Primo Maggio : Il lavoro negato ai Palestinesi del Libano


Una nuova protesta ha portato ieri centinaia di palestinesi davanti al quartier generale dell’Onu a Beirut per chiedere la modifica della legge sul lavoro che li confina, anche se nati in Libano, a impieghi di serie B
Palestinesi ieri davanti agli uffici dell'Onu a Beirut (Foto: the Daily Star/Hasan Shaaban)




Palestinesi ieri davanti agli uffici dell’Onu a Beirut (Foto: the Daily Star/Hasan Shaaban)
della redazione
Roma, 1 maggio 2015, Nena News - Il diritto al lavoro sembra non essere uguale per tutti. Lo sanno bene i palestinesi in Libano, che  a centinaia ieri hanno partecipato a un sit-in davanti al quartier generale dell’Onu nel centro di Beirut per protestare contro le restrizioni loro applicate nel campo del lavoro dalla legislazione del Paese dei Cedri. Una legislazione che impedisce ai rifugiati palestinesi di svolgere ben 50 professioni e autorizza di fatto le discriminazioni nei loro confronti sul posto di lavoro.
Brandendo striscioni e sventolando bandiere palestinesi, i dimostranti hanno chiesto a gran voce che venisse modificata la legge sul lavoro che li confina, anche se nati in Libano, solo a una “carriera” nell’agricoltura e nell’edilizia. Registrati ufficialmente come “profughi” presso l’Unrwa, infatti, generazioni di palestinesi nati nel Paese dei Cedri vengono considerati stranieri. E dal momento che le leggi sul lavoro del Libano si basano sul principio di reciprocità, non vengono loro garantiti i diritti concessi invece agli altri stranieri che appartengono a Stati riconosciuti e che possono offrire benefici simili a quelli dei libanesi.

Voci del dataset
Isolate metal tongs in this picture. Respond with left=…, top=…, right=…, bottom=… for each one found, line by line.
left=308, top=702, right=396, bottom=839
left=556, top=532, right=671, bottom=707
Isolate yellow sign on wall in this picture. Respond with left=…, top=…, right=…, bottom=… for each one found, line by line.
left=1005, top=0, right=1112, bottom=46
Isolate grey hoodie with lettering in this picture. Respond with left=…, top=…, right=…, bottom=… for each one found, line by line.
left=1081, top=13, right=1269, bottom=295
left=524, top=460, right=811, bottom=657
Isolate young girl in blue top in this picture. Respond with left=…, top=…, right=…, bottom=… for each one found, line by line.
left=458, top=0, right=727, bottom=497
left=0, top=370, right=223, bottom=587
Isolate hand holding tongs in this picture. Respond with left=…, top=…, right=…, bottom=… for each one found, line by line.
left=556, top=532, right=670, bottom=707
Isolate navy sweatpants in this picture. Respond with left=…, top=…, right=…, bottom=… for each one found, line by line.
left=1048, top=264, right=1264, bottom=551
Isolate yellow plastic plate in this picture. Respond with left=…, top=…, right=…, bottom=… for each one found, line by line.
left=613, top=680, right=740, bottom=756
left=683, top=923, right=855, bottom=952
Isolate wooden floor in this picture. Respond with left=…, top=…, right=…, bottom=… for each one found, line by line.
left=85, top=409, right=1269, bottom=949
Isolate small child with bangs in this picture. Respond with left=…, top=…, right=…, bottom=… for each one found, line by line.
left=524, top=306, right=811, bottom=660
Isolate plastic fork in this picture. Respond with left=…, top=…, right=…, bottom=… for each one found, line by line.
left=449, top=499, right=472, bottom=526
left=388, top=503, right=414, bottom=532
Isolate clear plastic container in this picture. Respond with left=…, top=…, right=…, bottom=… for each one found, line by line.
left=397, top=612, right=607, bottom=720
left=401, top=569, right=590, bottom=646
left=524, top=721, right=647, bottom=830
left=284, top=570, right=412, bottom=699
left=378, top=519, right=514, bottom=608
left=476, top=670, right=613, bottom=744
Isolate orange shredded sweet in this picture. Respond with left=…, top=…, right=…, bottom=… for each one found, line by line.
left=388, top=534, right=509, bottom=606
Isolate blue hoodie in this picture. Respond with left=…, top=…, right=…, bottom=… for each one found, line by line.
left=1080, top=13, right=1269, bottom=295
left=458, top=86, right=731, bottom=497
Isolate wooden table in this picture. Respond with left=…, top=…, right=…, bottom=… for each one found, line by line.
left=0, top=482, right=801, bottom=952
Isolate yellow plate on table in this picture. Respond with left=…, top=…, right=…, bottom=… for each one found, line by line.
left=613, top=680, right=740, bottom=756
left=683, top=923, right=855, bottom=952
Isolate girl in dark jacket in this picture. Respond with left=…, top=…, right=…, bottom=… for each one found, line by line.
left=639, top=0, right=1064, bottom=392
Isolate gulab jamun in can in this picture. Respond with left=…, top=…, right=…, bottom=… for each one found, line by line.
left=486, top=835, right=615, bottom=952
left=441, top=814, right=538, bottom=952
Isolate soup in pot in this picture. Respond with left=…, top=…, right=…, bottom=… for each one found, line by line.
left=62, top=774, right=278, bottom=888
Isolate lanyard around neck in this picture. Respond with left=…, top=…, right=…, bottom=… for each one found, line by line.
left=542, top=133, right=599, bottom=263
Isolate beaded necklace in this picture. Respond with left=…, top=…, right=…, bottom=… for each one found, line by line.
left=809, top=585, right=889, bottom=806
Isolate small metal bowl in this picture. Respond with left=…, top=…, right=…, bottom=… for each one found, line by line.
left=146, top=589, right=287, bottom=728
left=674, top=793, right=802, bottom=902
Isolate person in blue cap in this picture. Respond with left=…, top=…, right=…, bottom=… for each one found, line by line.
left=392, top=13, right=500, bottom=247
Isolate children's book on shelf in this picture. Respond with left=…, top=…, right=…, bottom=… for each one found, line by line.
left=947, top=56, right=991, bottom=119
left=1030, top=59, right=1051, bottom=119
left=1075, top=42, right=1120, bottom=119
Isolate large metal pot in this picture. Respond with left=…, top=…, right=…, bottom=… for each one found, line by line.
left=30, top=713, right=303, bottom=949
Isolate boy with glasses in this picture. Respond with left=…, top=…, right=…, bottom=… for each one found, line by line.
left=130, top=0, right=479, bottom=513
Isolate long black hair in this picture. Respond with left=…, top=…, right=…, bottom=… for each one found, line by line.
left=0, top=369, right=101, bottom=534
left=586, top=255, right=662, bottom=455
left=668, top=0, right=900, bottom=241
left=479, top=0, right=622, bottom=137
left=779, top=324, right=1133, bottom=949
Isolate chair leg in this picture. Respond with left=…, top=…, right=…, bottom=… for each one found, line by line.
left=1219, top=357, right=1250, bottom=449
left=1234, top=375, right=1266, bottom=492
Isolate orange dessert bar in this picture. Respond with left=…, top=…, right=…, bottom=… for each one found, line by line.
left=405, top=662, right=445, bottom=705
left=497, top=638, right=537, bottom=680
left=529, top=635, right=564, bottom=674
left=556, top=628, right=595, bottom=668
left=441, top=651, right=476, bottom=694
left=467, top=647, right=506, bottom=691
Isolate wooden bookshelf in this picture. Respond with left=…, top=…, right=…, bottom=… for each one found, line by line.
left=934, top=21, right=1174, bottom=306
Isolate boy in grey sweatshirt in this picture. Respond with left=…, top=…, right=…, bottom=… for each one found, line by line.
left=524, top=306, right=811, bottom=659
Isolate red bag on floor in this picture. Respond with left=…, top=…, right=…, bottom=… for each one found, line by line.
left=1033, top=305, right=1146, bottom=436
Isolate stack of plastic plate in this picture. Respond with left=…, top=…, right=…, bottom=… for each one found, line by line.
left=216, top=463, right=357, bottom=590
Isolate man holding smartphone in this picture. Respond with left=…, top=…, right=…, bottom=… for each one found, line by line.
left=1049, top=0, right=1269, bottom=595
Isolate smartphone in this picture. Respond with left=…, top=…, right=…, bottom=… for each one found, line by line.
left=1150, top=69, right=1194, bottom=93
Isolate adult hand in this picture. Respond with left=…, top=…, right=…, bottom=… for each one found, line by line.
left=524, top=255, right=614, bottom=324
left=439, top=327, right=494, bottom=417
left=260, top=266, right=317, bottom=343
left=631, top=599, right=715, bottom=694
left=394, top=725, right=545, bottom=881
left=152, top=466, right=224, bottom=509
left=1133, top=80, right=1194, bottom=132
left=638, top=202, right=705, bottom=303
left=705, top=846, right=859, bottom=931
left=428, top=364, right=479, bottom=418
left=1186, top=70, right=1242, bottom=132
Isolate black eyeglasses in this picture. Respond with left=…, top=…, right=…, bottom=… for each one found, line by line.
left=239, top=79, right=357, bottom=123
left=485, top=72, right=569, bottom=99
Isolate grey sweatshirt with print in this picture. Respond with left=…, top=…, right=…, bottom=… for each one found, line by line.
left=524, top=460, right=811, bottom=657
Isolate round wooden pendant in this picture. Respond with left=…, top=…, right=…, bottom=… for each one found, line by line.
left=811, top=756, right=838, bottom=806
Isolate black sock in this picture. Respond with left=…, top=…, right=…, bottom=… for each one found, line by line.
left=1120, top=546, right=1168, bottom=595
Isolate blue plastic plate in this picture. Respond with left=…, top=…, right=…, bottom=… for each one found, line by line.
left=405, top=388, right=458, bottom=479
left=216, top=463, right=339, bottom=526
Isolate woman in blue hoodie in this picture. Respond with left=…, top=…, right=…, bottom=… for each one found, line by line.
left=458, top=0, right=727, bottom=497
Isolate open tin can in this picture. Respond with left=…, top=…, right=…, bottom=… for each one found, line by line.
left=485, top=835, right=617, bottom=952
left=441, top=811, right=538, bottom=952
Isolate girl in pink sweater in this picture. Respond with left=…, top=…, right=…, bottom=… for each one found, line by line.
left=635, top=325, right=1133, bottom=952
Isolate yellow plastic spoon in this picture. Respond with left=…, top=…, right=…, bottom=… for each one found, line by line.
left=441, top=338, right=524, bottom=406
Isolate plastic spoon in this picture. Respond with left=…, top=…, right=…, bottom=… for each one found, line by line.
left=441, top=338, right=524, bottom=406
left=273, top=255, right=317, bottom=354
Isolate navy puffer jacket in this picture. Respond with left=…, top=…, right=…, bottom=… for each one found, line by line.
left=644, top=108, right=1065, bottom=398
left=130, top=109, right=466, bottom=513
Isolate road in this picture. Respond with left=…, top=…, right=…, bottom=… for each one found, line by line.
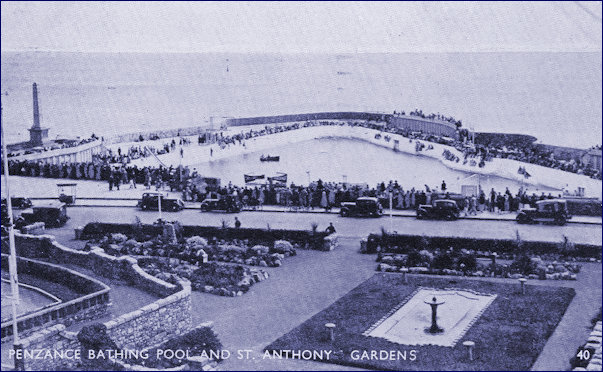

**Consegna 1:**
Indica se ciascuna affermazione concorda con l'articolo sul lavoro dei palestinesi in Libano, rispondendo sì o no e citando le parole decisive dell'articolo: (a) la legislazione libanese vieta ai rifugiati palestinesi 50 professioni; (b) il sit-in si è tenuto davanti al quartier generale dell'Onu a Roma; (c) i palestinesi nati in Libano vengono considerati cittadini libanesi.
**Consegna 2:**
Prosegui l'articolo sul lavoro dei palestinesi in Libano, ripartendo subito dopo la sua ultima frase.
I record provengono da una fonte diversa da quella dell'articolo.

**Risposta 1:**
(a) Sì: "impedisce ai rifugiati palestinesi di svolgere ben 50 professioni".
(b) No: "davanti al quartier generale dell’Onu nel centro di Beirut".
(c) No: "generazioni di palestinesi nati nel Paese dei Cedri vengono considerati stranieri".

**Risposta 2:**
Apolidi, quindi, ospitati “temporaneamente” in un Paese che più di tutti teme gli sconvolgimenti demografici che potrebbero modificarne gli equilibri politici – come testimonia la guerra civile durata dal 1975 al 1990 – e bloccati in un buco nero che li discrimina in materia di lavoro, istruzione e sanità. A garantire ai profughi palestinesi – circa 450 mila ufficialmente registrati, il 10 per cento della popolazione del Paese dei Cedri – cure di base e scolarizzazione ci pensa l’Unrwa, l’agenzia delle Nazione Unite creata ad hoc dopo la diaspora palestinese del ’48, che si occupa dei 12 campi profughi ufficiali del Libano.
E’ sempre l’Unrwa che gestisce le 74 scuole che in Libano offrono un’istruzione primaria ai palestinesi, scuole che, con l’aumento dei profughi determinato dalla guerra siriana non ce la fanno quasi più a occuparsi di tutti gli alunni. L’agenzia Onu stima che metà degli adolescenti abbandona la scuola prima di completare il ciclo di istruzione e solo lo 0,1 per cento si iscrive all’università. La formazione accademica, che in Libano è privata, preclude l’accesso alla stragrande maggioranza di palestinesi: quei pochi che possono permettersi di pagare la retta, poi, sono quasi certi di ritrovarsi disoccupati, dal momento che la legge proibisce ai palestinesi di svolgere decine di professioni, tra cui quelle di medico, avvocato o ingegnere.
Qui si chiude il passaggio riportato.